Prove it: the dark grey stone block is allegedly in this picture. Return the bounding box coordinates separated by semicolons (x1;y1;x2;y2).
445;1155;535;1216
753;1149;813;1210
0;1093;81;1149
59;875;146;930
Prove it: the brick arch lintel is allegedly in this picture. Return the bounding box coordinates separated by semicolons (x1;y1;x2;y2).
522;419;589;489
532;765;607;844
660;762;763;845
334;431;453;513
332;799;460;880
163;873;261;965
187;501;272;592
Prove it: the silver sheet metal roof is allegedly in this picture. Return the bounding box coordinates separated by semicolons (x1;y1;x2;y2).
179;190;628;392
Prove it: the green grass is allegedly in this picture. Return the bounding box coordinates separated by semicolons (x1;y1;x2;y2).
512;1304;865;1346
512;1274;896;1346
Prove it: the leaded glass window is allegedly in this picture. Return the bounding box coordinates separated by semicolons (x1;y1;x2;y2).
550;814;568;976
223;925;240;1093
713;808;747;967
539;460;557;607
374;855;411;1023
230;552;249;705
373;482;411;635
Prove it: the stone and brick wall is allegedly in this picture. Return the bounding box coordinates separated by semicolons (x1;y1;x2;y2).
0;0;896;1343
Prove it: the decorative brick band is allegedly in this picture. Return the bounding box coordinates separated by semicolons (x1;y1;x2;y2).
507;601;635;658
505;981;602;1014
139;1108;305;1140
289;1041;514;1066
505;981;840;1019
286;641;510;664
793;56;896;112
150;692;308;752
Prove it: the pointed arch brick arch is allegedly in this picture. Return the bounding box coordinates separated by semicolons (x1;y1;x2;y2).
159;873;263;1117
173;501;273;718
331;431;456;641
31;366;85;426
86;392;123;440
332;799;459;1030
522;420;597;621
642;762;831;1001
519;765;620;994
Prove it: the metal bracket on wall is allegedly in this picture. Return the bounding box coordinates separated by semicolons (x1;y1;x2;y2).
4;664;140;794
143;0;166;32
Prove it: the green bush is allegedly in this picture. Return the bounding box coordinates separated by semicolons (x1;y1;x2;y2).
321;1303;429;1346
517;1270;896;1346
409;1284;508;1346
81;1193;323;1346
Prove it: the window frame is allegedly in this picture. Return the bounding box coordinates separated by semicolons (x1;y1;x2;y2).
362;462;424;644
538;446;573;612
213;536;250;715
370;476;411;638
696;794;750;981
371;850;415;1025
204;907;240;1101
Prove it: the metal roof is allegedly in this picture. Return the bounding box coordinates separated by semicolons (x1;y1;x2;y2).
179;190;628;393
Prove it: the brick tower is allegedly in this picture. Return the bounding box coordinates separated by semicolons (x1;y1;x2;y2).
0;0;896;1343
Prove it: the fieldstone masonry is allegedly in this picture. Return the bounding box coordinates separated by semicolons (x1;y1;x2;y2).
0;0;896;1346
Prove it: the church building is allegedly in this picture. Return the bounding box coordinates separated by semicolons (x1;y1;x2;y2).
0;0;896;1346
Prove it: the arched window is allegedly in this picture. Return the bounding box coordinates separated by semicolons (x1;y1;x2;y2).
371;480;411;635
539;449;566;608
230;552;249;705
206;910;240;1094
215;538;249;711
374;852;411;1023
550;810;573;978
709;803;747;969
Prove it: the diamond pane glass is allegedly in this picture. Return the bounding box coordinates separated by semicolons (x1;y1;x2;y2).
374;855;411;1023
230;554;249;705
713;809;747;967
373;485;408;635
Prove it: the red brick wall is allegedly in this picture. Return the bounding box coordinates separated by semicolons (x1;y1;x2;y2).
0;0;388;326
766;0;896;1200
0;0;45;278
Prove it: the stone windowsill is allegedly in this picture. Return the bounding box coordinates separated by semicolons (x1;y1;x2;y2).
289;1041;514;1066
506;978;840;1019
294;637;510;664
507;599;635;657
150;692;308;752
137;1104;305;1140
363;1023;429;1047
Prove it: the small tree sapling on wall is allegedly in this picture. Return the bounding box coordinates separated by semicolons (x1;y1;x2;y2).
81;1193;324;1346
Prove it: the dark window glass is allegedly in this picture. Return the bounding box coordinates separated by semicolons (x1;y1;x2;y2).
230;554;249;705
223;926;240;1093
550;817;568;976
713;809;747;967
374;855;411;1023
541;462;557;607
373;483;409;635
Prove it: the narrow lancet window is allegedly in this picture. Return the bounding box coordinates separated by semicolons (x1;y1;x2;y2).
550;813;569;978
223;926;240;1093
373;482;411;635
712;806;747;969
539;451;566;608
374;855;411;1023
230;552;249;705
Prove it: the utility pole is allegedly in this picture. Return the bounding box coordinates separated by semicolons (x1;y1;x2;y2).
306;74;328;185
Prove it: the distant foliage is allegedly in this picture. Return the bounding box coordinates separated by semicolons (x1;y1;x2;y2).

What to produce: Can you scale every coordinate in the answers by 0.3, rounding to whole numbers with halves going up, and write those lines of the records above out again with each request left as it is? Begin at the line that has "Prove it: the stone and", stop after the line that has "204;907;240;1101", and return only those lines.

Complete output:
Prove it: the stone and brick wall is allegedly in this picture. Return the bounding box coordinates separated by semicolons (x1;y1;x2;y2).
0;0;269;403
Prove it: the decorative brick band is allegedly in this picture. Return the bounding box coordinates separated by semicolons (x1;y1;x2;y2).
152;180;191;197
152;294;181;304
42;332;92;342
87;312;154;320
152;294;252;306
86;192;153;199
238;17;269;34
45;208;92;226
Prove it: the pointed arch brick arch is allegedly in this picture. Return the bounding box coordinates separated by semicolons (x1;y1;x2;y2).
48;262;79;335
52;150;82;215
99;129;137;192
9;110;26;128
26;118;37;132
100;240;138;309
157;126;179;186
193;229;249;300
156;230;186;298
Prove it: the metal bracket on wall is allegedly in this picture. Return the bounding box coordinates separated by semicolons (x1;y1;x2;y2).
1;199;42;238
43;0;50;10
Prove it: the green bush is allegedly in this picture. Return the bounding box coordinates separated by semicolons (x1;y1;x2;y2).
96;391;129;404
155;381;269;404
123;385;152;404
24;358;97;404
Prove it: the window frame is allegedly in this picture. Return the bounding box coordinates separated by semicolons (x1;y1;x2;y2).
109;139;127;193
161;134;172;184
64;161;75;215
111;143;123;191
209;238;225;294
111;255;125;308
61;272;72;330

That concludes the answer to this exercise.